Helicopters Magazine

Features Aerial Firefighting Public safety
Wildfire sparked by TC Energy pipeline rupture under control

April 18, 2024  By Amanda Stephenson, The Canadian Press

A wildfire burns near Edson, Alta., in this Tuesday, April 16, 2024 handout photo. THE CANADIAN PRESS/HO, Alberta Wildfire

A wildfire in west-central Alberta that was sparked by a natural gas pipeline rupture is under control, but an investigation into what caused the pipeline to break could take months or even years.

As of Wednesday morning, there was very little fire activity left in Yellowhead County, where a 10-hectare fire burned on Tuesday about 40 kilometres northwest of Edson.

“But for it to be considered extinguished, we’re going to have to hot spot,” said Caroline Charbonneau, area information co-ordinator with Alberta Forestry and Parks.

“That means we’ll have to dig into the ground, look and feel for hot spots, and then douse it with water. And that could take several days.”


The fire on Tuesday, which occurred as much of Alberta is dealing with extremely dry early spring conditions, was sparked when a natural gas pipeline owned by TC Energy Corp. ruptured.

There were no injuries, and the fire was never a threat to any surrounding communities. The affected pipeline segment was isolated and shut in and there is no more gas leaking from the pipeline.

TASK REQUIREMENTS =>
A. Rewrite part of the wildfire article with "pipeline" changed to "gas line". Begin at the words "Features Aerial Firefighting" and stop after "northwest of Edson.".
B. According to the wildfire article, how large was the fire that burned on Tuesday in Yellowhead County?
C. In the wildfire article, why could it take several days before the fire is considered extinguished?
The material that comes after this text is separate from it.

SUPPLIED INFORMATION =>
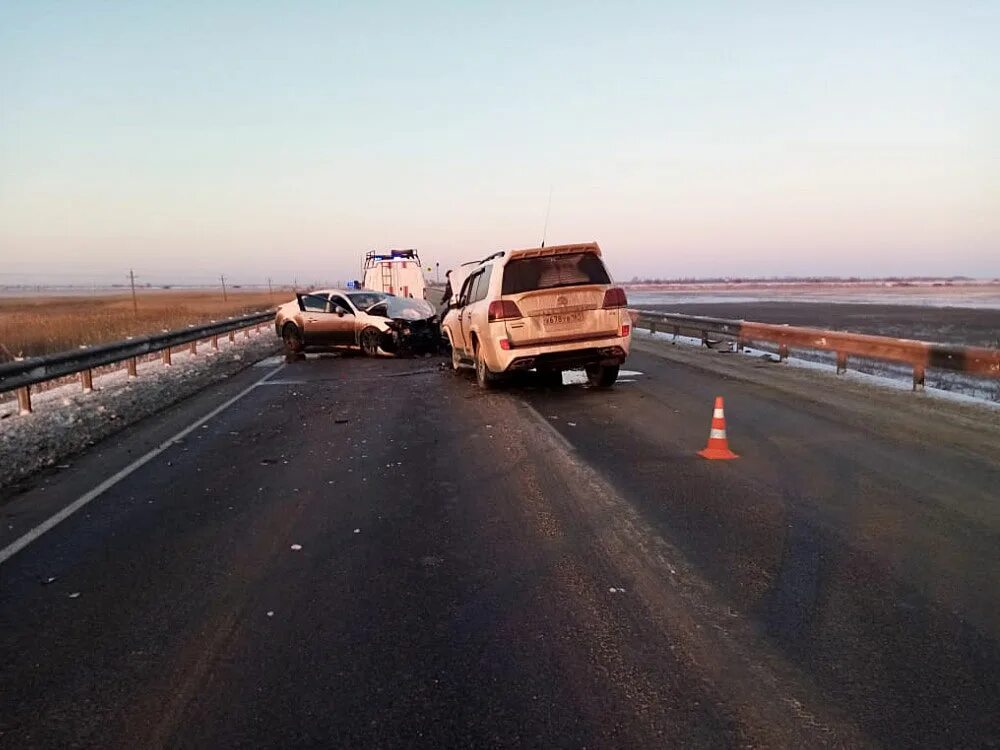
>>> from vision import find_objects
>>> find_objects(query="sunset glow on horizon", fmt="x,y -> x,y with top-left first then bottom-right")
0,2 -> 1000,282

ANSWERS =>
A.
Features Aerial Firefighting Public safety
Wildfire sparked by TC Energy gas line rupture under control

April 18, 2024  By Amanda Stephenson, The Canadian Press

A wildfire burns near Edson, Alta., in this Tuesday, April 16, 2024 handout photo. THE CANADIAN PRESS/HO, Alberta Wildfire

A wildfire in west-central Alberta that was sparked by a natural gas gas line rupture is under control, but an investigation into what caused the gas line to break could take months or even years.

As of Wednesday morning, there was very little fire activity left in Yellowhead County, where a 10-hectare fire burned on Tuesday about 40 kilometres northwest of Edson.

B. It was a 10-hectare fire.

C. Crews have to hot spot. They must dig into the ground, look and feel for hot spots, and then douse them with water, which could take several days.